§ **DATA EXTRACT**:

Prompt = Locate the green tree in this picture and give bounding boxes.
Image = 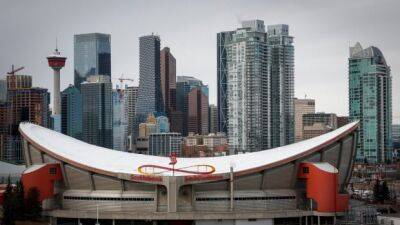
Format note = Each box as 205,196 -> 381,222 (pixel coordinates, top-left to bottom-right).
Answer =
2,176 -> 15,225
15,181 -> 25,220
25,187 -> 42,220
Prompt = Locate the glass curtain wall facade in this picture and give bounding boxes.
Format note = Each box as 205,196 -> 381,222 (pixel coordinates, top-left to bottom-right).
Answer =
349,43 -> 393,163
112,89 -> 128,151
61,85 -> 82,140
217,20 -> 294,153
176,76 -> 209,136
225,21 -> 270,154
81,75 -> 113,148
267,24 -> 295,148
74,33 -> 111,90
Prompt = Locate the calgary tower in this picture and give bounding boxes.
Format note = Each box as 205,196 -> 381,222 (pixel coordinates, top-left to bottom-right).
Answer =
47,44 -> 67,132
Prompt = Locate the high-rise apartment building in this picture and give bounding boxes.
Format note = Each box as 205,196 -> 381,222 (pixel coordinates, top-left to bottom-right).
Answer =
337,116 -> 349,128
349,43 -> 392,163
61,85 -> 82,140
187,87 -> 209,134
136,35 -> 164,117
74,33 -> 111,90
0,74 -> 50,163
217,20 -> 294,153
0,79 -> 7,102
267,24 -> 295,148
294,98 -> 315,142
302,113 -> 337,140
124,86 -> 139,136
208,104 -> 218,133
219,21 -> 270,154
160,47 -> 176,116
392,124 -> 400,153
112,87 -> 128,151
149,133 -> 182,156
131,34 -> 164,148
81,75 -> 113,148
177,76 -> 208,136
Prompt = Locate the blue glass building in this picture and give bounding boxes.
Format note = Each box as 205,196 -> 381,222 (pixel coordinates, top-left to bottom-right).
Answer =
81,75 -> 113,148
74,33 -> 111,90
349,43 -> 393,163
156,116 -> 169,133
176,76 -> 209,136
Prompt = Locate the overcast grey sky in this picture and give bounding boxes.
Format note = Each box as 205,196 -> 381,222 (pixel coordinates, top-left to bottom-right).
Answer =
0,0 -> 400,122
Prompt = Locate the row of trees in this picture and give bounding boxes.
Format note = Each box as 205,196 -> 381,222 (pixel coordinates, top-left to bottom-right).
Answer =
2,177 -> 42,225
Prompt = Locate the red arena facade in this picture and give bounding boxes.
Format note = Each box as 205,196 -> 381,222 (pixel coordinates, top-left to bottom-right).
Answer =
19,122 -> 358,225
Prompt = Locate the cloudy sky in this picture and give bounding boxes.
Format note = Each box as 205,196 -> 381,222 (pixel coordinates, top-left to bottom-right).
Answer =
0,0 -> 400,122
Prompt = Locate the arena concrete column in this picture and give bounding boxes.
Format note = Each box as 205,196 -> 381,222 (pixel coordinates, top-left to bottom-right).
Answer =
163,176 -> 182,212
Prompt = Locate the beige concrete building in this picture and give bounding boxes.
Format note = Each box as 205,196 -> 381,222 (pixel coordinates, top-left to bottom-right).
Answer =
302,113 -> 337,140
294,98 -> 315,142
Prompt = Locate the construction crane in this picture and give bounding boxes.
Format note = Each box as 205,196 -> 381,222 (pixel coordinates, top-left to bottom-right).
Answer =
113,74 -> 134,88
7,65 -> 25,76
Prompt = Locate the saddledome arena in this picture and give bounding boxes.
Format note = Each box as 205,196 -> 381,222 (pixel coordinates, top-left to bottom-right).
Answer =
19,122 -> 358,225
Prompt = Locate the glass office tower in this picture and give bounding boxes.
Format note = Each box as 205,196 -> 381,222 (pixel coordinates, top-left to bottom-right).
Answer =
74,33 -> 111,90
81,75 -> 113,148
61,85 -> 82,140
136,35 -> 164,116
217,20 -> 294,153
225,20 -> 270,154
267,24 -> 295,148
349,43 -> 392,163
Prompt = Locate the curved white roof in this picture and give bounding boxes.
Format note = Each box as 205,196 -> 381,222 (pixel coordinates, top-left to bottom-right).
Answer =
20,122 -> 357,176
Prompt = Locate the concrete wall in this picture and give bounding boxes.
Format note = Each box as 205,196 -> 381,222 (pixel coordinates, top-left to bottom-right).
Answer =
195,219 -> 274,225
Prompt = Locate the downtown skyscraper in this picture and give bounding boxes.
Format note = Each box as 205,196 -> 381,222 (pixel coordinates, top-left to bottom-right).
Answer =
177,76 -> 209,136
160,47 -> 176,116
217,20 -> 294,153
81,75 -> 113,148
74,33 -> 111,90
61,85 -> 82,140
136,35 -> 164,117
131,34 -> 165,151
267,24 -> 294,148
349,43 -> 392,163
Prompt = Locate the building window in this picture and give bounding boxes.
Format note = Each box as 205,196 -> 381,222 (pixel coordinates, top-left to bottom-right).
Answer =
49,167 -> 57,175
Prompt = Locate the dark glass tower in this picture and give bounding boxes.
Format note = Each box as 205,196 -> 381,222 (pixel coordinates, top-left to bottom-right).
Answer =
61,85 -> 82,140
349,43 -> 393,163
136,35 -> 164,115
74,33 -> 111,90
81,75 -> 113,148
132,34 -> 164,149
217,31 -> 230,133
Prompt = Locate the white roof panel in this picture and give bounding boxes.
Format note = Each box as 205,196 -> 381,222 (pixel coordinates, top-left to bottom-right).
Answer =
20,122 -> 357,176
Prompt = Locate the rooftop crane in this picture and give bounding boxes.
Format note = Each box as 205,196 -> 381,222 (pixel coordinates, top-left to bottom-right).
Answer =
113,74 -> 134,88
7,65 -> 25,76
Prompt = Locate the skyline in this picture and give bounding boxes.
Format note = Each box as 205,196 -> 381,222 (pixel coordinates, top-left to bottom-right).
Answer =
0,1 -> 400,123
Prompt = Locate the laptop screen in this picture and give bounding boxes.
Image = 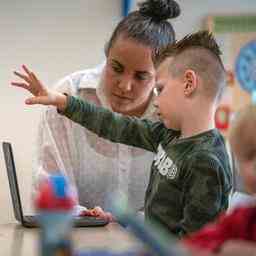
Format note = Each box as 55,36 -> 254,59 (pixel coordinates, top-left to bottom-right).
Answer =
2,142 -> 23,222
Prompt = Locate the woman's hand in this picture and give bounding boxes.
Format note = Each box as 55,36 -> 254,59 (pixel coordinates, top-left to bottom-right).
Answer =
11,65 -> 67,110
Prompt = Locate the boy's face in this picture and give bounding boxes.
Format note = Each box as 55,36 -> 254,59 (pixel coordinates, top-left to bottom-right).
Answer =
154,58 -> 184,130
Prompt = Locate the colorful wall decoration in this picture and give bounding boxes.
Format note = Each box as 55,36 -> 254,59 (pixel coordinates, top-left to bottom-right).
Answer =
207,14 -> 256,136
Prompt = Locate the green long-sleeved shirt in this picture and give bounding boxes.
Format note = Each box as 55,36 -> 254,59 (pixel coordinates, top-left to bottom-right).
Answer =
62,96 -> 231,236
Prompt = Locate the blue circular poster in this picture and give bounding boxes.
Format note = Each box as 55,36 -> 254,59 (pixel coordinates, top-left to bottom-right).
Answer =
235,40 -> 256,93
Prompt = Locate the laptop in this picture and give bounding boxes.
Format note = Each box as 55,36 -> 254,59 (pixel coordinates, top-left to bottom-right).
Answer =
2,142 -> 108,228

§ **BRIEF**: Copy every item above word for word, leaving out the pictures.

§ **EXERCISE OUTPUT**:
Prompt = Locate the green tree in this picture and give bounding boxes.
Image = 
Format note = Each box as 205,196 -> 381,222 (pixel coordinates, top-left to bottom-right).
Answer =
2,176 -> 15,225
15,181 -> 25,220
25,187 -> 42,220
Prompt = Locate the glass curtain wall facade in this picture and give bounding boxes.
Format note = Each box as 205,196 -> 381,222 (pixel coordinates, top-left to bottom-right).
Answer =
349,43 -> 393,163
112,89 -> 128,151
61,85 -> 82,140
217,20 -> 294,153
176,76 -> 209,136
225,21 -> 270,154
81,75 -> 113,148
267,24 -> 295,148
74,33 -> 111,90
Prompt = Locate the calgary tower in this picture and give bounding boxes.
Format note = Each box as 205,196 -> 381,222 (pixel coordinates, top-left to bottom-right).
Answer =
47,44 -> 67,132
Prompt = Locate the high-rise apartment building in this picture and give bounding boxes.
Format note = Each box as 205,196 -> 381,222 (pixel coordinates, top-left to bottom-right).
Answer =
337,116 -> 349,128
349,43 -> 392,163
61,85 -> 82,140
187,87 -> 209,134
136,35 -> 164,117
74,33 -> 111,90
0,74 -> 50,163
217,20 -> 294,153
0,79 -> 7,102
267,24 -> 295,148
294,98 -> 315,142
302,113 -> 337,140
124,86 -> 139,136
208,104 -> 218,133
219,21 -> 270,154
160,47 -> 176,116
392,124 -> 400,153
112,87 -> 128,151
149,133 -> 182,156
131,34 -> 164,148
81,75 -> 113,148
177,76 -> 208,136
Prompt = Locate the blue glass building in this picture and give bounding boxes.
Format note = Each box as 205,196 -> 381,222 (pixel coordinates, top-left to bottom-right).
Answer =
81,75 -> 113,148
74,33 -> 111,90
349,43 -> 393,163
156,116 -> 169,133
176,76 -> 209,136
Prompt = Locate the overcast grey sky in this picture and give bounding boxes.
Format note = Each box as 205,196 -> 381,222 (pixel coordinates, top-left to bottom-right).
Answer =
0,0 -> 400,122
Prompt = Locate the row of trees in this picture and give bounding boxes.
Format note = Each box as 205,196 -> 381,222 (pixel coordinates, top-left to bottom-right).
Answer =
2,177 -> 42,225
Prompt = Locate the red arena facade in this picture and give bounding boxes.
Format note = Each box as 205,196 -> 381,222 (pixel coordinates, top-left to bottom-right).
Answer =
19,122 -> 358,225
Prompt = Locate the cloudy sky in this picture and give bounding boxes.
Format note = Each box as 205,196 -> 381,222 (pixel coordinates, top-left to bottom-right).
Answer =
0,0 -> 400,122
Prompt = Locate the arena concrete column in this picture and give bounding boxes.
Format note = Each box as 205,196 -> 381,222 (pixel coordinates, top-left to bottom-right).
Answer =
163,176 -> 182,212
Prompt = Locate the beige concrete building in this picture and give bounding boxes.
Format note = Each box as 205,196 -> 381,222 (pixel coordinates, top-left to bottom-right).
Answer =
302,113 -> 337,140
294,98 -> 315,142
Prompt = Locate the construction crane in this picture and give bounding boxes.
Format note = Each box as 205,196 -> 381,222 (pixel coordinates, top-left to bottom-right).
Answer =
113,74 -> 134,88
7,65 -> 25,76
Prompt = Locate the saddledome arena in this picture and give bounding boxes.
Format note = Each box as 205,196 -> 381,222 (pixel coordinates, top-left to bottom-right).
Answer =
19,122 -> 358,225
Prompt = Locate the glass office tower in this picture and give bounding boxes.
Format note = Each box as 205,196 -> 381,222 (pixel coordinates, top-left to bottom-right).
Answer =
74,33 -> 111,90
81,75 -> 113,148
61,85 -> 82,140
136,35 -> 164,116
217,20 -> 294,153
225,20 -> 270,154
267,24 -> 295,148
349,43 -> 392,163
Prompt = Locate the curved white roof in this picture and give bounding boxes.
Format note = Each box as 205,196 -> 381,222 (pixel coordinates, top-left to bottom-right).
Answer =
20,122 -> 357,176
Prompt = Locate the concrete wall in this picture and give bounding boxes.
Format note = Each box as 205,196 -> 381,222 (pixel coordinates, top-left to bottom-right).
Answer =
195,219 -> 274,225
Prompt = Locate the downtown skyscraper in this picture and give bounding boxes.
Format note = Each box as 205,196 -> 381,222 (pixel coordinates, top-left to bottom-right).
Answer =
177,76 -> 209,136
160,47 -> 176,116
217,20 -> 294,153
81,75 -> 113,148
74,33 -> 111,90
61,85 -> 82,140
136,35 -> 164,117
131,34 -> 165,151
267,24 -> 294,148
349,43 -> 392,163
Prompt = Locate the building window in this picture and give bounding boxes.
Format note = Each box as 205,196 -> 381,222 (pixel coordinates, top-left to bottom-right).
Answer =
49,167 -> 57,175
Prompt = Locate the dark glass tower in this picture and give bounding boxes.
Format note = Each box as 205,196 -> 381,222 (pixel coordinates, top-left to bottom-right).
Answer =
61,85 -> 82,140
349,43 -> 393,163
136,35 -> 164,115
74,33 -> 111,90
81,75 -> 113,148
132,34 -> 164,149
217,31 -> 230,133
Prompt = Locate the white roof panel in this picture and give bounding boxes.
Format note = Each box as 205,196 -> 381,222 (pixel coordinates, top-left to bottom-right).
Answer =
20,122 -> 357,176
Prompt = Locate the rooftop crane in this picture and give bounding boxes.
Format note = Each box as 205,196 -> 381,222 (pixel coordinates, top-left to bottom-right).
Answer =
113,74 -> 134,88
7,65 -> 25,76
Prompt = Locate the skyline in this picture and give bounding boxes.
Format note = Each box as 205,196 -> 381,222 (pixel coordinates, top-left to bottom-right).
Answer =
0,1 -> 400,123
Prompt = Locate the laptop screen in this picture and give bounding boxes.
Image = 
Format note = Each box as 55,36 -> 254,59 (pixel coordinates, top-left to bottom-right).
Answer =
2,142 -> 23,222
Prompt = Locate the woman's hand in this picture and give bounding boxes.
Format note = Each box as 55,36 -> 254,59 (pixel coordinates, top-left to bottom-right).
Answer =
11,65 -> 67,110
Prompt = Locate the boy's face in this picture and give bounding boxes.
Format note = Each box as 55,36 -> 254,59 (pixel coordinates, top-left to bottom-right).
Answer =
154,58 -> 184,130
Prompt = Locate the colorful wall decoration in this picture and give bounding boxes.
Format note = Each box as 55,36 -> 254,59 (pixel coordinates, top-left to bottom-right).
Answer =
207,14 -> 256,136
Prompt = Locate the green long-sleeved shirt in this picture and give bounding boxes.
Format note = Each box as 55,36 -> 254,59 (pixel coordinates, top-left to bottom-right).
Answer =
62,96 -> 231,236
Prompt = Locate the blue circular poster in this picture and give bounding boxes.
Format note = Each box as 55,36 -> 254,59 (pixel coordinates, top-left to bottom-right).
Answer =
235,40 -> 256,93
Prompt = Locate the laptop in this picture and give bounding boxes.
Format note = Each box as 55,36 -> 254,59 (pixel coordinates, top-left to bottom-right).
Answer =
2,142 -> 108,228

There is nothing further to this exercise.